There’s a gap growing inside your agency that’s affecting revenue, client growth and even your talent retention. It’s called “commercial confidence” and this blog is going to break down exactly what it is, common scenarios it crops up in (with practical examples to help spot it) and how to tackle it.

There’s a gap growing inside your agency, and most leaders can’t see it clearly because they’re standing too close to it. It’s affecting revenue, client retention, not to mention the leaderships skills of your middle management team. It’s called “commercial confidence” and this blog is going to break down exactly what it is, common scenarios it crops up in (with practical examples to help spot it) and how to tackle it.

What is the meaning of “commercial confidence”?

So – let’s dive in and talk more about this “commercial confidence” gap and exactly what it is…

First, where do we find it? This is the gap that widens between your senior leadership team and the next layer down, typically known as middle management.

Now I want to be totally clear here – this isn’t a technical knowledge issue, a client relationship capability problem, or about strategic thinking (although that is often another gap – so I’ll cover that in a later blog).

This is very specifically a skill gap that develops around commercial acumen, and your new-to-management team’s ability to understand it and discuss it confidently with senior stakeholders – and by that I mean, people who are more senior than them.

Let’s split the two words apart and put it in an agency context: having a “commercial” eye means someone is able to take the business outcomes into consideration in their day-to-day role.

They understand the broader aims of the company, what they’re working towards. They’re able to spot opportunities for growth easily when chatting with clients. They have value front of mind. We’re talking about money and opportunities.

____

WHAT IS ASKED:
Copy the passage from the commercial confidence blog word for word, starting at "So – let’s dive" and ending at "a later blog).".

STORED DATA:
____

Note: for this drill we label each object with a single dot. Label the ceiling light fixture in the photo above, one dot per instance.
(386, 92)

____

PROBLEM SOLUTION:
So – let’s dive in and talk more about this “commercial confidence” gap and exactly what it is…

First, where do we find it? This is the gap that widens between your senior leadership team and the next layer down, typically known as middle management.

Now I want to be totally clear here – this isn’t a technical knowledge issue, a client relationship capability problem, or about strategic thinking (although that is often another gap – so I’ll cover that in a later blog).